Give back word for word the lines of the items below, starting with the line that contains "the snow ridge" and going on through the line that contains "pixel 852 466", with both of those lines included.

******************************

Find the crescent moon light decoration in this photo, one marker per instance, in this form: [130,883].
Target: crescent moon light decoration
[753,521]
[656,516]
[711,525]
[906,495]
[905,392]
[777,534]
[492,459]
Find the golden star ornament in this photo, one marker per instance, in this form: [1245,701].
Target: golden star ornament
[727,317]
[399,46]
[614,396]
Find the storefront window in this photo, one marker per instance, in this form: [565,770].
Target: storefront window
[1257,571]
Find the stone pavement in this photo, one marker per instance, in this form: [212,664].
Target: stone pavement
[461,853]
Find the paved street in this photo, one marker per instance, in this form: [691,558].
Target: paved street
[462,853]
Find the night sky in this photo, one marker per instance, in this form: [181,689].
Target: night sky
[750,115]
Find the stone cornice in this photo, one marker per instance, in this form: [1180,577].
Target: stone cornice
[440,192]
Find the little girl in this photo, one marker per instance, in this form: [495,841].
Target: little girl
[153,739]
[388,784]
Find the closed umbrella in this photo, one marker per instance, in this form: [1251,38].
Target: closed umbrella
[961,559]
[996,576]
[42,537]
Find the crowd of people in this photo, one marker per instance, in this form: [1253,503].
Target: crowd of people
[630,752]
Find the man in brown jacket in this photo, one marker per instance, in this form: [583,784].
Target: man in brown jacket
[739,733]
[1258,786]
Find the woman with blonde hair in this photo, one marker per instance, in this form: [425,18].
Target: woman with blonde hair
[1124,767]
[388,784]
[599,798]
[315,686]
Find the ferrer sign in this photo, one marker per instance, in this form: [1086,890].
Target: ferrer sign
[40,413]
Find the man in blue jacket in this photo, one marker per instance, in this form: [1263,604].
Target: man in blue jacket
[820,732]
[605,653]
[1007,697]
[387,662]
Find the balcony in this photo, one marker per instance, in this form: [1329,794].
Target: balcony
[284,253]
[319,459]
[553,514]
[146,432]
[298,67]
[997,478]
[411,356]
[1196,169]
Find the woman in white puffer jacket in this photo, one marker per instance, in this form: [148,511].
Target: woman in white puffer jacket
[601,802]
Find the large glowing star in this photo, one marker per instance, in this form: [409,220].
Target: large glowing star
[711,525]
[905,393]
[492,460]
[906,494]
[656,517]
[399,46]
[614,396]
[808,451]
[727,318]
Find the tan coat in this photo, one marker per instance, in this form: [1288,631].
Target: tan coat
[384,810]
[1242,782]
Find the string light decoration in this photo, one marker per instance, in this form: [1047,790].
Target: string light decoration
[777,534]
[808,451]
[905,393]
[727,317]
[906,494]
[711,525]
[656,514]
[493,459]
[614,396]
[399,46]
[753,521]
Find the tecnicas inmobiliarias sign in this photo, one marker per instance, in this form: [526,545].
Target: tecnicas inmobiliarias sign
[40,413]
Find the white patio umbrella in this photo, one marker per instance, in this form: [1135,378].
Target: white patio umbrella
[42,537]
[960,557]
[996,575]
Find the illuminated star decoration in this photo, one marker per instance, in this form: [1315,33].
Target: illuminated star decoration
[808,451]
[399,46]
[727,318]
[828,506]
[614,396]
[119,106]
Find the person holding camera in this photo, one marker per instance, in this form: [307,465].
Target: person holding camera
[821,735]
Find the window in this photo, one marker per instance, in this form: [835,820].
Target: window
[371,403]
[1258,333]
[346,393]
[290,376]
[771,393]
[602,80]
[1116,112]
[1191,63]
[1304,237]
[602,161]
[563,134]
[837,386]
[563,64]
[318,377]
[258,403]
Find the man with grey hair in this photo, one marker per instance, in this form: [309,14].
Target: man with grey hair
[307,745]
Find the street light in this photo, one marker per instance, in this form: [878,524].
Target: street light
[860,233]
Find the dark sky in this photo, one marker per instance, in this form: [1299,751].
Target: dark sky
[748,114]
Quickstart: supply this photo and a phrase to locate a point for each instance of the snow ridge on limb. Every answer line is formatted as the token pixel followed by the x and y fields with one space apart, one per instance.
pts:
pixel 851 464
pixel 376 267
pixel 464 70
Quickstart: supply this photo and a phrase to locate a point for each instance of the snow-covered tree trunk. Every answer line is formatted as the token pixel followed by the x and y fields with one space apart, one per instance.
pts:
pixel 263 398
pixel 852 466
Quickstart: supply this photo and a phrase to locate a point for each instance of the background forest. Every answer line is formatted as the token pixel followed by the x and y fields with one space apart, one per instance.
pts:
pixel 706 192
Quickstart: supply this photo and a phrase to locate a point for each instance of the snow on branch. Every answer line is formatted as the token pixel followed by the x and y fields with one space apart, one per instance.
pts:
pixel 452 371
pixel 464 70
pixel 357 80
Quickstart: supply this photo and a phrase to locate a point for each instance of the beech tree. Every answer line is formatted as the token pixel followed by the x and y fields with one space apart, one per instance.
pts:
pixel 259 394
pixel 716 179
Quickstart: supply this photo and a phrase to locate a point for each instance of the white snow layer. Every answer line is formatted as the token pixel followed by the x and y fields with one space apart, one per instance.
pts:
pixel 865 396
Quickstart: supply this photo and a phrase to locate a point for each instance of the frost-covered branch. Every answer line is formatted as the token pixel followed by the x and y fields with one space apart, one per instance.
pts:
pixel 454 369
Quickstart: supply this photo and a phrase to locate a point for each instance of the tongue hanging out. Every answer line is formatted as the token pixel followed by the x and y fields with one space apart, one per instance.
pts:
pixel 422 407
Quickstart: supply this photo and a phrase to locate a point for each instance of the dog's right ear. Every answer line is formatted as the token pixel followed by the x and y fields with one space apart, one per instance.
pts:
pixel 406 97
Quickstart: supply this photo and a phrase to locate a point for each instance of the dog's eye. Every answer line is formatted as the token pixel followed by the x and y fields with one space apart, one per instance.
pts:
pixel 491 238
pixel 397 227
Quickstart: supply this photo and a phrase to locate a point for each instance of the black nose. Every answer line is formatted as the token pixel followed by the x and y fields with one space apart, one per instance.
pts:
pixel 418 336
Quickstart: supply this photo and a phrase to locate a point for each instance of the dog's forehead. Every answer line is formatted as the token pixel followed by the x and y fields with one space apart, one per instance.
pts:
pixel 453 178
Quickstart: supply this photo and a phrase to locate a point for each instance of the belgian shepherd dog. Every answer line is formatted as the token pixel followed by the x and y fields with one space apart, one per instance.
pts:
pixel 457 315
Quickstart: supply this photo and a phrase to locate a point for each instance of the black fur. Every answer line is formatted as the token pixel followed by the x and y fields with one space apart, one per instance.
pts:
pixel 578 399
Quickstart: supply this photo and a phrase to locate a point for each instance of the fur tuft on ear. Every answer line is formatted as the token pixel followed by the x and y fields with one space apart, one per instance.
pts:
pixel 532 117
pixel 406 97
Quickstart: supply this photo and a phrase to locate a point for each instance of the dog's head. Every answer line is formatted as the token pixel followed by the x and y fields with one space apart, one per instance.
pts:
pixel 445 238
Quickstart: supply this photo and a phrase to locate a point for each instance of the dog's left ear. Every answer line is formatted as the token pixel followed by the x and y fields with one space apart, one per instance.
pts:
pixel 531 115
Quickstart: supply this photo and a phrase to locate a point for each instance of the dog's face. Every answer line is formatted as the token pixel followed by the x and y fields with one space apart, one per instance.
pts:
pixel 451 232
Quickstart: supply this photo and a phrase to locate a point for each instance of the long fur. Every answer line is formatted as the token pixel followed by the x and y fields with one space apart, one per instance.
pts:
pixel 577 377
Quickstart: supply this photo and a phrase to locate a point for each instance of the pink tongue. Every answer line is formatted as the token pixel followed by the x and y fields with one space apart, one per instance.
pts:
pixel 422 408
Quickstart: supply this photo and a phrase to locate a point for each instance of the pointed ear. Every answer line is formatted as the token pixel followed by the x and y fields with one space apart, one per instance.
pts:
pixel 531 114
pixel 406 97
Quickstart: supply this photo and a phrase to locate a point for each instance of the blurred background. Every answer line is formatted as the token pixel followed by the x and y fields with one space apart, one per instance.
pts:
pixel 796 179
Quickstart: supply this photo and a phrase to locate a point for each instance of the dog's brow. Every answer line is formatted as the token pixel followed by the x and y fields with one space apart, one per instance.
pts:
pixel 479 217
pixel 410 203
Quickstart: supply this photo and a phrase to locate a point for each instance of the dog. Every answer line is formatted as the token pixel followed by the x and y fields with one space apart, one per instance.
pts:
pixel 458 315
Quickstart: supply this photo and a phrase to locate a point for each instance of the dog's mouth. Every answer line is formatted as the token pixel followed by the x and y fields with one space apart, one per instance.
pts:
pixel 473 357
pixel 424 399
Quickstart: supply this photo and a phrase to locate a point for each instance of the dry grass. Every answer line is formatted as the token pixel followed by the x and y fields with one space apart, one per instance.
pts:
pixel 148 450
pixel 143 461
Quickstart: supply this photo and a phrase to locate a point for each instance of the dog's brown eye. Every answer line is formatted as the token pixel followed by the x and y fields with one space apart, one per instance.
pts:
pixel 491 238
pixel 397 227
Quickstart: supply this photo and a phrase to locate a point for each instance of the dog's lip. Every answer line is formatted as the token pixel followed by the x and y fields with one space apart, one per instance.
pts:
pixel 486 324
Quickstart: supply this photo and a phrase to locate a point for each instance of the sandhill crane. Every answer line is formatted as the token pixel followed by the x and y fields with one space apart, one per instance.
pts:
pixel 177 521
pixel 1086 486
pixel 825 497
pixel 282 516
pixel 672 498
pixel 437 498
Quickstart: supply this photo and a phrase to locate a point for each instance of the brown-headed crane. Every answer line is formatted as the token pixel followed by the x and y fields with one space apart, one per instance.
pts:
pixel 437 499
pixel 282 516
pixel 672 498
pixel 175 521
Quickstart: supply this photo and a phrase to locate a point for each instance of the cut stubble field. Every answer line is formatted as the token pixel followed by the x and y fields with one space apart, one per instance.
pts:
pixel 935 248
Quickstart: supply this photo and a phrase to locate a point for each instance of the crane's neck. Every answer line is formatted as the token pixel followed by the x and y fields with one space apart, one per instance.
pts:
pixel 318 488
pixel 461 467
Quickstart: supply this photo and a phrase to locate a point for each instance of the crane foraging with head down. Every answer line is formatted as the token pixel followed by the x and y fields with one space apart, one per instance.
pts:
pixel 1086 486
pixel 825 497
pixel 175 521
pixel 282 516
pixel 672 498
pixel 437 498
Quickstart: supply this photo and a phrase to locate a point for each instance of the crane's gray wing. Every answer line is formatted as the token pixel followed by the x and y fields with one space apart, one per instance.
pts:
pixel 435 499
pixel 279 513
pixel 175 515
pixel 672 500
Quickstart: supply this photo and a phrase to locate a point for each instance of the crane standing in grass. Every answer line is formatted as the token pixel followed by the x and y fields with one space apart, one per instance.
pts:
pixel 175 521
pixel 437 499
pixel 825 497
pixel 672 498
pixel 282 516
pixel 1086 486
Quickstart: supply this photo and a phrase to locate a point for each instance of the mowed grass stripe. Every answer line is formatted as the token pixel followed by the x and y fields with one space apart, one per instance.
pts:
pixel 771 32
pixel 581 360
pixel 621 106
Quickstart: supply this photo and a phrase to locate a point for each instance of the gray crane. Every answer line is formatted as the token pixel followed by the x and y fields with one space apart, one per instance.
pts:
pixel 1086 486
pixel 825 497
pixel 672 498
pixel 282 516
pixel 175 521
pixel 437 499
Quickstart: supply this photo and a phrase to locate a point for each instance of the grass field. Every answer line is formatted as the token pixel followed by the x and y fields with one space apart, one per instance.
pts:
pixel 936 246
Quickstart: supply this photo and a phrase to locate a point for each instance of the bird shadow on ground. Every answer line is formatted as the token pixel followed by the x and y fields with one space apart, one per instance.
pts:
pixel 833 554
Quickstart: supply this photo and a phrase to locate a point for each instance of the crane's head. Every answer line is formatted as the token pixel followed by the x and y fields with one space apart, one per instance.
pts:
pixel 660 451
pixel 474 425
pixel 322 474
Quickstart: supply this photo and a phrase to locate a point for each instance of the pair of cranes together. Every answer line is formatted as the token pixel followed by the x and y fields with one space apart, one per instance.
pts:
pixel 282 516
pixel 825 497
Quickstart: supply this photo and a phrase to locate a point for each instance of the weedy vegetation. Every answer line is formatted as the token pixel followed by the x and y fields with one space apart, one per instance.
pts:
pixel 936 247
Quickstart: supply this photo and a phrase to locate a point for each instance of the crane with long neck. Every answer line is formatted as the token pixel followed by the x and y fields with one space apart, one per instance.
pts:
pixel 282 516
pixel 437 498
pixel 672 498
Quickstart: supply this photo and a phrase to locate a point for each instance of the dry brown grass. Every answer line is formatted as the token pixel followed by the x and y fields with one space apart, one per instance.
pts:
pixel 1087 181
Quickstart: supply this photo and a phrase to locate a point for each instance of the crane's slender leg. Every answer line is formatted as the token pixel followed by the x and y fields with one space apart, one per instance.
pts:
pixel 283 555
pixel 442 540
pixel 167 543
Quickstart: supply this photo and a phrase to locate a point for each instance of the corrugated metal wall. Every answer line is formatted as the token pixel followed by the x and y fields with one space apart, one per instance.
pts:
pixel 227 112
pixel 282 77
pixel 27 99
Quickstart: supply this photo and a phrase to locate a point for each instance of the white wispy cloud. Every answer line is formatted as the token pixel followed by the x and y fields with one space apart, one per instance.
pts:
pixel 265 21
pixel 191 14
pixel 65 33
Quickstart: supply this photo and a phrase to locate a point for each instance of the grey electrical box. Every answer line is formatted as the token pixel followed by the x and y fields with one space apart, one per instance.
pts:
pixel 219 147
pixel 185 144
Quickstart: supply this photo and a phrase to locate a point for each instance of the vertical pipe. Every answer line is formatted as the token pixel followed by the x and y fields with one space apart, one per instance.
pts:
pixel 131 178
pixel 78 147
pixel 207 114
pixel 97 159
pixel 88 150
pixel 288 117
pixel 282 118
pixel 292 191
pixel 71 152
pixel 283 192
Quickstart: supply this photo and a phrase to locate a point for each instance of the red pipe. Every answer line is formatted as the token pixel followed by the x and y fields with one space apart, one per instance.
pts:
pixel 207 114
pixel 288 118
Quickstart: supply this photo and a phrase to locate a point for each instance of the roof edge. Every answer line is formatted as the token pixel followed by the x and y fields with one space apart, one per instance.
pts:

******************************

### RESULT OF THIS TASK
Quickstart: supply this photo and a phrase to locate a point for each instance of the snow ridge on limb. Every answer line is formatted as the token pixel followed by the x and y fields with one space apart, one per instance.
pts:
pixel 851 464
pixel 376 267
pixel 464 70
Quickstart: supply this photo and a phrase to locate a point for each instance of the snow-covered tree trunk. Every answer line is formatted as the token pixel followed by the x and y fields with one space apart, one per instance.
pts:
pixel 263 398
pixel 852 466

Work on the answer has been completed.